* _Data records_
──────────────────────────────

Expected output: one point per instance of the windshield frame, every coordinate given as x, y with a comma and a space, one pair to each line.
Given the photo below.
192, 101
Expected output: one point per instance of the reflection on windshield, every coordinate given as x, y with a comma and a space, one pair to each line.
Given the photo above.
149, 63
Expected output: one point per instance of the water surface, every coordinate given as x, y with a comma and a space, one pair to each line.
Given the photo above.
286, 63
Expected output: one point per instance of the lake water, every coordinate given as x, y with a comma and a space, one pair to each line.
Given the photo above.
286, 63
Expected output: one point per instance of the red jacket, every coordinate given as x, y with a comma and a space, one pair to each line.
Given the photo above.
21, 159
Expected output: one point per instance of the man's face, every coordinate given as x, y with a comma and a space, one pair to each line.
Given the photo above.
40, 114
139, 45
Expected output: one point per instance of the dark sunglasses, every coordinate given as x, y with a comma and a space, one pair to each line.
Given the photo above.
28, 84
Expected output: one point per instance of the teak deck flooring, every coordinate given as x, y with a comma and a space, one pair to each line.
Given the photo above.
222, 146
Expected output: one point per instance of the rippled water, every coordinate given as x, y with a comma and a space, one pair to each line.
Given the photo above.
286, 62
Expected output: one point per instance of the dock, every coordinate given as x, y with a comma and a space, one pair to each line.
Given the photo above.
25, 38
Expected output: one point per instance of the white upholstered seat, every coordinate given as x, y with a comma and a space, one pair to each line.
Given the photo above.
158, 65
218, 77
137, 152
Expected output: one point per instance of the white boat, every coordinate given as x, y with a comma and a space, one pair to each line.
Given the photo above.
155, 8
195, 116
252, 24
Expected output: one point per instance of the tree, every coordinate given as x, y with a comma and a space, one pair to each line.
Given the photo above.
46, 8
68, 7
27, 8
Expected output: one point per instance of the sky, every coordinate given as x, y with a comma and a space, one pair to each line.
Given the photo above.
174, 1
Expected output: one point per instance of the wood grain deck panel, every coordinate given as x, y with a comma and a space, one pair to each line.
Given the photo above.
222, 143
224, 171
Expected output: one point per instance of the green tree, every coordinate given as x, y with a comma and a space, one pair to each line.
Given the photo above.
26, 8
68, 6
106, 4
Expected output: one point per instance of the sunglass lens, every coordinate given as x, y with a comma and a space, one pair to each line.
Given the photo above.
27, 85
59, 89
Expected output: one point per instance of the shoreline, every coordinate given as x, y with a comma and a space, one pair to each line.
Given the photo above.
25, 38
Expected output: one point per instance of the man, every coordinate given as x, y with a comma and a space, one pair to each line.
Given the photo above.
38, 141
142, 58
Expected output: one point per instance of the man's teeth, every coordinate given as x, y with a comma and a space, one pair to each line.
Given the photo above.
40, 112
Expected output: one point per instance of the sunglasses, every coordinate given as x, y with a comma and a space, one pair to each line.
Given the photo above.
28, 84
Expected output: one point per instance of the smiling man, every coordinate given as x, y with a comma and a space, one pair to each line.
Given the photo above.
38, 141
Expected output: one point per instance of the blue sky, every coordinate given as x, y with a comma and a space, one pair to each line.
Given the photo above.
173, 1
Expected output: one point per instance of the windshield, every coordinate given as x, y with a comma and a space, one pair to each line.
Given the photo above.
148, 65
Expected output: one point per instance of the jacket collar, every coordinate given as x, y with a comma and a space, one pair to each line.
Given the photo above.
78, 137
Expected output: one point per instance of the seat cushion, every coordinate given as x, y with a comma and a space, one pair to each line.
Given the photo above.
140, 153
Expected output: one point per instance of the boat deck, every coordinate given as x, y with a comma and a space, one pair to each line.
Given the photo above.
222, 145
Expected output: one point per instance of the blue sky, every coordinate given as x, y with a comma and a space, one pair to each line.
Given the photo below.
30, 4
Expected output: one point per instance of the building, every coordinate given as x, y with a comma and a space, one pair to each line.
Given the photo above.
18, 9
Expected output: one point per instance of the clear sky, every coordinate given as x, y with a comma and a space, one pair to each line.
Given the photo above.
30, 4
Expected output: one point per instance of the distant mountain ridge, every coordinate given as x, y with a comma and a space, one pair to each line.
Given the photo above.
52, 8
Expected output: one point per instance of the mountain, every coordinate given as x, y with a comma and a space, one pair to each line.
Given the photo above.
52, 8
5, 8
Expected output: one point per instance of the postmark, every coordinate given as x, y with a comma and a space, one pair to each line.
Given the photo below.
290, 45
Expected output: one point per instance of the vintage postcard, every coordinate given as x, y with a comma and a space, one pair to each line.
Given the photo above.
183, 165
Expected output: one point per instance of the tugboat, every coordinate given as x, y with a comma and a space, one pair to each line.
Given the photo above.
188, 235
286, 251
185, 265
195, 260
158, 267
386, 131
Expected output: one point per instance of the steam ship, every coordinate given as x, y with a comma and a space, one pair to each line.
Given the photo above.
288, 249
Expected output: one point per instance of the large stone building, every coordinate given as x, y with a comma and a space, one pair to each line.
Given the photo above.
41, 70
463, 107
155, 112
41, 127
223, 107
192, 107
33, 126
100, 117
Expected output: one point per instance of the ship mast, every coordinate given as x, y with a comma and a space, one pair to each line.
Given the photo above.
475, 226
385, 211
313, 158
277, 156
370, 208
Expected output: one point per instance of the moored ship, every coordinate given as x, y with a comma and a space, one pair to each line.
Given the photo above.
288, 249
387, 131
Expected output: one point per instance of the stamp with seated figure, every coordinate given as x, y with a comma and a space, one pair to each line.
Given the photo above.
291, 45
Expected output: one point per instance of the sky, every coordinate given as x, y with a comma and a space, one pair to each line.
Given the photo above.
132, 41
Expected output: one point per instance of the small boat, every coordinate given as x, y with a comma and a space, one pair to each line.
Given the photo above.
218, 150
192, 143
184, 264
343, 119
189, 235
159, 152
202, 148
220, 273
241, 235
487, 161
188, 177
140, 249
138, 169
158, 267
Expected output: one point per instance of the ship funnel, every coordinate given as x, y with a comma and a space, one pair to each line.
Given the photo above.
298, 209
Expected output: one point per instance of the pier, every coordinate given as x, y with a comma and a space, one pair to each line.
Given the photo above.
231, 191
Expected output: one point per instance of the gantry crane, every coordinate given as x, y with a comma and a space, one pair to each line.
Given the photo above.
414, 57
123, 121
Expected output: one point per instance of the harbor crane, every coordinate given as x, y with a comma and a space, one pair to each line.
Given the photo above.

──────────────────────────────

* _OBJECTIVE_
Write every line of the material above again, exactly.

* _SOLVED PROBLEM_
Expected output: one point per instance of the windshield frame, every coordinate given as x, y with a comma and a space, one pair to each line.
Given the photo below.
192, 101
Expected output: one point per instance of the reflection on windshield, every coordinate given as x, y with a comma and a space, one pair to each line.
Given the photo above.
149, 63
Expected output: one point per instance of the water surface, every coordinate given as x, y with a comma and a space, one pair to each line.
Given the photo above.
286, 63
Expected output: one point per instance of the lake water, every coordinate given as x, y with a comma and a space, one pair to each line.
Given the photo above.
286, 63
Expected output: one point per instance of the red jacket, every coordinate given as x, y with a comma and a space, one pair to each line.
Given the photo above.
21, 159
Expected output: one point per instance of the man's face, every coordinate given as x, y with a comma and a space, one pair to each line.
Given the photo above.
40, 114
139, 45
Expected output: one point per instance of the dark sunglasses, every coordinate given as x, y with a comma and a space, one pair to each line.
Given the photo above.
28, 84
Expected output: one point per instance of the teak deck flooring, every coordinate given as x, y with a comma and a space, one pair to each line.
Given the photo above.
222, 146
Expected output: one point per instance of the rippled water, every coordinate given as x, y with a comma and a space, one pair to each line.
Given the photo above.
286, 62
Expected output: one point per instance of the dock, every coordinate given as x, y with a comma and a space, one pair to each line.
Given the photo above.
25, 38
Expected output: one point per instance of the white upholstered seat, every coordinate given as x, y with a comma and a space, one pair to each line.
Given the photo above.
158, 65
218, 77
137, 152
Expected output: one point per instance of the white boat, every coordinate given as x, y with a comma and a space, one pair to each line.
Given the photo above.
155, 8
195, 116
252, 24
Expected output: one point per instance of the tree, every coordinate given as x, y with a comma and a space, one pair to each line.
Given the photo above.
46, 8
68, 7
27, 8
Expected output: one point per instance of the sky, every coordinate given as x, y with a comma and a space, one pair to each line.
Given the photo above.
174, 1
Expected output: one point per instance of the wood grain deck panel, every coordinate given as x, y with a comma and a space, one pair to each line.
Given the photo above.
222, 143
224, 171
Expected output: one point per instance of the green tree, every coordinate given as x, y with a comma and a space, one pair to each line.
Given the photo above.
26, 8
68, 6
106, 4
Expected output: one point per instance of the sunglass lens, every coordinate given as x, y with a comma and a space, one pair to each line.
Given the photo above.
27, 85
59, 89
Expected output: one point per instance of the shoreline, every coordinate given as x, y with a comma and a space, one pair to each line.
Given the photo above.
25, 38
Expected output: one point per instance of the man, every coordinate given as x, y with a comma and a space, one pair to each line.
Given the photo above.
38, 141
142, 58
Expected output: one point per instance of the man's teeth, every coordinate given as x, y with a comma and a space, one pair to each line.
Given the photo above.
40, 112
Expected output: one point per instance of the sunglasses, every coordinate given as x, y with a comma and a space, one pair to each line.
Given the photo above.
28, 84
Expected output: one point per instance of the smiling man, every coordinate given as x, y with a comma and a space, one pair to each line.
Given the photo above.
38, 141
Expected output: one point per instance of the blue sky, every coordinate given as x, y with a comma and a space, one pair to each line.
Given the photo above.
173, 1
Expected output: one point per instance of the windshield, every coordinate given as x, y with a comma and a space, one pair to each line.
Given the photo above.
148, 65
Expected output: one point per instance of the jacket collar, every coordinate given as x, y with a comma and a space, one pair to each line.
Given the photo above.
78, 137
Expected output: one point per instance of the seat cushion, every coordinate given as x, y with a comma and a space, one pair to each line.
Given the photo above.
140, 153
Expected output: one point per instance of the boat deck, every coordinate given as x, y with a comma and a space, one pair to each line.
Given the photo above.
222, 145
Expected output: one point per instance of the blue sky, every coordinate given as x, y with a comma and a space, one pair to each line.
Given the photo below.
30, 4
Expected output: one point per instance of the building, every coordinate given as x, y with a comma and a space, one pair to each line.
Given the photo above.
18, 9
Expected output: one point per instance of the clear sky, every coordinate given as x, y with a comma and a space, one pair to each line.
Given the photo above.
30, 4
Expected output: one point per instance of the distant mountain ridge, every coordinate given as x, y with a comma and a space, one pair to each line.
Given the photo above.
52, 8
Expected output: one point per instance of the mountain, every coordinate given as x, y with a comma and a space, one pair to each line.
Given the photo above.
52, 8
5, 8
Expected output: one point per instance of the postmark, every coordinate given as x, y with a comma and a space, one pair to each line.
Given the photo below.
290, 45
Expected output: one point per instance of the vintage postcard, every coordinate given as x, y with a comma and a space, one pair to each line.
Given the photo above.
183, 165
Expected output: one point per instance of the tugboat, every coordinate given as x, y with a comma and a space, one pair to each line.
Given the photo above.
188, 235
286, 251
185, 265
195, 260
158, 267
386, 131
Expected output: one point per instance of the steam ship, every coordinate given as x, y with a comma and a space, one pair to each line.
Given the photo above.
288, 249
Expected output: one point per instance of the large stone building, every coordinate given as x, y with a comma and a space, one pair to each line.
Given the photo above.
41, 70
463, 107
155, 112
41, 127
223, 107
192, 107
33, 126
100, 117
Expected output: one point per instance of the ship mast, every coordinate given as x, y with a comma and a space, one pair to each line.
Given the photo above.
475, 226
385, 211
313, 158
277, 156
370, 208
Expected output: one point per instance of the moored ship, every coordinate given as x, y with a comma and a space, one pair to each line.
Given the photo above.
288, 249
387, 131
Expected output: one point per instance of the stamp with seated figure, every coordinate given as x, y with a comma and a space, one pair to each line.
Given the photo above.
291, 45
Expected output: one point per instance of the sky, every coordinate given as x, y with a comma and a space, one pair to each line.
Given the photo above.
132, 41
Expected output: one point per instance of the small boat, every coordinate given as x, y with a comma and a space, one pair to each line.
Given the photo above.
218, 150
192, 143
184, 264
343, 119
189, 235
159, 152
202, 148
220, 273
241, 235
487, 161
188, 177
140, 249
138, 169
158, 267
Expected output: one point per instance of the ship funnel, every coordinate given as x, y with a comma and a space, one pair to each line.
Given the photo above.
298, 209
Expected output: one point per instance of the pier, every coordinate given as x, y with a comma and a space, one pair to each line.
Given the photo above.
231, 191
Expected output: one point per instance of the gantry crane, every coordinate given as x, y with a comma and a space, one pair to each line.
Given the photo above.
414, 57
123, 121
Expected output: one point per instance of the harbor crane, every coordinate given as x, y with a comma and a space, one pair to each line.
Given the photo above.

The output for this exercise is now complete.